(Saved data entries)

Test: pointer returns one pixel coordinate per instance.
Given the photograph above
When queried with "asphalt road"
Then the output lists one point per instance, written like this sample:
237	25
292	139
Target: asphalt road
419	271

*Exercise goal*
Each entry above is to be transcribed word for word.

*Final answer*
Test: pointer returns one pixel coordinate per instance.
Given the photograph above
When queried with "asphalt road"
Then the output lists one point per instance, written like this sample:
237	25
292	139
Target: asphalt road
419	271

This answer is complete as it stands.